**Activity:** From the passage about Hoover below, copy out word for word everything between "Not everyone." and "control the situation.", inclusive.

**Text passage:**
And he was floundering around for ideas when the next election comes up. His name was actually
being bandied around as a candidate for president. Not just by Democrats, because remember, he'd worked in Wilson's Democratic government,
but Republicans as well.
Now, Hoover had made enemies in both parties,
but a politician loves nothing more than public support,
and the public loved Hoover.
They viewed him as a hero.
The party that could get Hoover on side,
well, I mean, they could do things with that, couldn't they?
Oh, yeah.
Also, progressives in both parties really liked some of the things
that Hoover had been saying recently,
including agreeing with a hike in taxes on the rich
and that industry must be humanised
and not regarded merely as a cost of production.
Hoover suddenly starts saying some very progressive things,
siding with workers' rights.
Yeah.
Yeah, again.
It makes perfect sense. Bear in mind that some people change.
Not everyone.
Lots of people have very similar views all their life.
But years have
gone by since he was
overseeing the mines in Australia.
Decades have passed by this point.
There is a very good chance that he has
fundamentally changed his opinions, slowly over time, but that doesn't come through in the history books it just seems quite
sudden especially when you're condensing it down into an episode like this he has not changed at
all no no he hasn't changed at all no he he does what he needs to to get what he wants to control
a situation oh you see that's not quite where i am with him but again that's what the vibe i'm No, he does what he needs to to get what he wants, to control the situation.
Oh, you see, that's not quite where I am with him.
But again, at the end. That's what the vibe I'm getting.
We'll discuss at the end.
Yeah.
But yeah, Hoover wasn't interested in politics, however.
He never had been.
He'd done very well during the war.
But he realised that the war had made his experience atypical.
He knew enough about politics to realise
that he wouldn't be able to just set up his own department
and run it however he liked, with no oversight,
which is essentially what had happened before.
However, he did like the fact that there was a large movement of people
talking about him becoming the president.

**Dataset content:**
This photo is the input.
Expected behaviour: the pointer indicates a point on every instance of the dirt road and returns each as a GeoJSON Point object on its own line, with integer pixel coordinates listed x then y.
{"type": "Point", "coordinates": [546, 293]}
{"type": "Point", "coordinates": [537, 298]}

**Reply:**
Not everyone.
Lots of people have very similar views all their life.
But years have
gone by since he was
overseeing the mines in Australia.
Decades have passed by this point.
There is a very good chance that he has
fundamentally changed his opinions, slowly over time, but that doesn't come through in the history books it just seems quite
sudden especially when you're condensing it down into an episode like this he has not changed at
all no no he hasn't changed at all no he he does what he needs to to get what he wants to control
a situation oh you see that's not quite where i am with him but again that's what the vibe i'm No, he does what he needs to to get what he wants, to control the situation.